_To do_
Give the whole listing again, exactly as written.

::: Records for the task :::

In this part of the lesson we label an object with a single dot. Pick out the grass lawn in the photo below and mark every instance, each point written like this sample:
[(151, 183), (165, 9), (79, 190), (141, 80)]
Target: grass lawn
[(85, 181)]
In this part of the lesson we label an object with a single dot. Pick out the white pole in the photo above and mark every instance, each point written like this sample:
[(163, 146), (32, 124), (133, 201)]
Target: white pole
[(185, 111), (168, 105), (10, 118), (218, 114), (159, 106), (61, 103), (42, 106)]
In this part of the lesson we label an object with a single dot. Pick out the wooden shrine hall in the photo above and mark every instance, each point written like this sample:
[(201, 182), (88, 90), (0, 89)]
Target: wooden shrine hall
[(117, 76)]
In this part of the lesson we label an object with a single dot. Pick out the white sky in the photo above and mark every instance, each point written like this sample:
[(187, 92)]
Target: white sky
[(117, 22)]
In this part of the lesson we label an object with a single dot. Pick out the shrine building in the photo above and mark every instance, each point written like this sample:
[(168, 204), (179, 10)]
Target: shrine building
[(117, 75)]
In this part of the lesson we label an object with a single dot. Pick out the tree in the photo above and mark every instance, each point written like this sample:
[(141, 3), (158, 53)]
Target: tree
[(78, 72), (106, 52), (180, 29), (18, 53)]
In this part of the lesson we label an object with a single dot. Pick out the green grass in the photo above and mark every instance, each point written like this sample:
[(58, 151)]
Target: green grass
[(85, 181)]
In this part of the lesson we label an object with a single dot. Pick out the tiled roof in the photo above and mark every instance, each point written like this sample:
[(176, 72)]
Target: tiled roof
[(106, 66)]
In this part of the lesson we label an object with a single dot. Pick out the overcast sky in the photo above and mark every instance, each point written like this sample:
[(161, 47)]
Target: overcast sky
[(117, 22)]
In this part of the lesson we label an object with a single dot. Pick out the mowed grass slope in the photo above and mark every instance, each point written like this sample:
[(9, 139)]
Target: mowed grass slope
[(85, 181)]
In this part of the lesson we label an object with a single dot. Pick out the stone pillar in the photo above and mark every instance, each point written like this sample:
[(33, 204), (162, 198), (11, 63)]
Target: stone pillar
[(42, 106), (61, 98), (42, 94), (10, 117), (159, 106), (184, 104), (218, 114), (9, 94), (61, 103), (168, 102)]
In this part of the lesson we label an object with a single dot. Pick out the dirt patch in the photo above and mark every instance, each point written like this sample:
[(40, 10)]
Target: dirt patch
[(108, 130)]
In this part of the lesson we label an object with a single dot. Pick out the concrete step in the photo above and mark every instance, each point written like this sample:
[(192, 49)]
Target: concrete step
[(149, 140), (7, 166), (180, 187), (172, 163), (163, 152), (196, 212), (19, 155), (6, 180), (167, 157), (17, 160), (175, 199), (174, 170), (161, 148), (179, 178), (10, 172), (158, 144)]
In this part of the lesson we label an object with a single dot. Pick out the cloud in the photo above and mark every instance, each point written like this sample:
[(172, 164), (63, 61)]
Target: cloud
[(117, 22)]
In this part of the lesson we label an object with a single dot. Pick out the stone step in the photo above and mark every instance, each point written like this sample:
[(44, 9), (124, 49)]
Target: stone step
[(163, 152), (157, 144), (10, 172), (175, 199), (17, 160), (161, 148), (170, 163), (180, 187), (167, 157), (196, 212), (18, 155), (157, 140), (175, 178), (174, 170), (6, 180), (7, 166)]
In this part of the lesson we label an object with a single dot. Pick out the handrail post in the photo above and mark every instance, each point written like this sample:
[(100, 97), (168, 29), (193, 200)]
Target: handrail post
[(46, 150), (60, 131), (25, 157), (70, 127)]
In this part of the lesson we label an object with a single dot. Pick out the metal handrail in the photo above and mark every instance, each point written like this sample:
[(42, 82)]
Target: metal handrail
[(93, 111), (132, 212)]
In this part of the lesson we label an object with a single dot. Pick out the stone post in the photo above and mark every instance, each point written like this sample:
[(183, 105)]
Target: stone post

:::

_Answer space_
In this part of the lesson we label an object with a single dot. Pick out the grass lawn in the photo below and mark every instance, each point written like this sample:
[(151, 183), (165, 9), (79, 190), (141, 80)]
Target: grass lawn
[(85, 181)]
In this part of the lesson we label an object with a single dot. Pick out the white pole in the photo above and mark every instance, each point written like this sample:
[(163, 146), (32, 124), (133, 201)]
Target: white pole
[(185, 111), (168, 105), (10, 118), (218, 114), (159, 106), (61, 103), (42, 106)]
In this part of the lesson we label an object with a single dot. Pick out the wooden shrine hall in the photo above and mark every instance, each point written like this sample:
[(201, 182), (88, 90), (0, 89)]
Target: wooden shrine hall
[(117, 76)]
In this part of the lesson we label an object with a single dot. Pick out the white sky in the photo above and mark every instance, each point written like this sample:
[(187, 92)]
Target: white sky
[(117, 22)]
In this part of the lesson we label an object with a single dot. Pick out the shrine building in the photo above and mark every instance, each point written like this sample:
[(168, 204), (179, 10)]
Target: shrine building
[(117, 75)]
In this part of the lesson we label an object with a single dot. Pick out the tree in the photo above and mark every instance, each point written like this sample:
[(141, 3), (158, 53)]
Target: tree
[(78, 72), (106, 52), (180, 29), (18, 53)]
In this part of the lesson we label an object with a single dot. Pick out the green grass in the photo above and mark every instance, each point written like this sample:
[(58, 151)]
Target: green grass
[(85, 181)]
In this part of the lesson we label an object with a single dot. Pick out the tiled roof in the photo above and mark every instance, each point written like this sample:
[(176, 72)]
Target: tiled roof
[(106, 66)]
In this part of the lesson we label an object with a single dot. Pick out the overcast sky in the photo above and mark every instance, each point written like this sample:
[(161, 47)]
Target: overcast sky
[(117, 22)]
In this part of the lesson we label an object with a single dot. Pick out the mowed grass slope in the photo above and mark every instance, each point written like this sample:
[(9, 139)]
Target: mowed grass slope
[(85, 181)]
In this part of the lesson we label an object with a single dot. Pick out the stone pillar in the photo above and mark every instance, each point written like this sample:
[(33, 204), (162, 198), (11, 63)]
Target: stone pillar
[(42, 106), (61, 98), (42, 94), (10, 117), (159, 106), (184, 104), (218, 114), (9, 94), (61, 103), (168, 102)]
In this part of the lesson we label an object with a single dot. Pick out the dirt patch in the photo above and mark every instance, each point written like this sample:
[(40, 10)]
Target: dirt patch
[(108, 130)]
In this part of the lesson we label an object with a single dot. Pick out the concrete step in the photo above and mark every instance, each point written like this sample:
[(192, 49)]
Target: concrete step
[(149, 140), (7, 166), (180, 187), (172, 163), (163, 152), (196, 212), (19, 155), (6, 180), (167, 157), (17, 160), (175, 199), (174, 170), (161, 148), (179, 178), (10, 172), (158, 144)]
In this part of the lesson we label an object with a single dot. Pick out the cloud in the photo above and mark every instance, each point written like this sample:
[(172, 164), (63, 61)]
Target: cloud
[(117, 22)]
In this part of the lesson we label an object with a single dot. Pick out the stone step in the photo above and mark every instance, each point written like this sample:
[(44, 9), (124, 49)]
Target: stone step
[(163, 152), (157, 144), (10, 172), (175, 199), (17, 160), (161, 148), (170, 163), (180, 187), (167, 157), (196, 212), (18, 155), (157, 140), (175, 178), (174, 170), (6, 180), (7, 166)]
In this part of the lesson we label an object with a single dot. Pick out the handrail post in the photo above and mark every instance, each point written like this sample:
[(100, 97), (168, 29), (193, 200)]
Target: handrail post
[(46, 150), (60, 131), (25, 157), (70, 127)]
In this part of the lesson we label an object with a single dot. Pick out the metal handrail in the photo above and mark every instance, each point written like this sample:
[(42, 82)]
Target: metal handrail
[(93, 111), (132, 212)]
In this part of the lesson we label an object with a single dot. Pick out the stone post in the photo above and mark every instance, each point written like this sample:
[(183, 105)]
Target: stone post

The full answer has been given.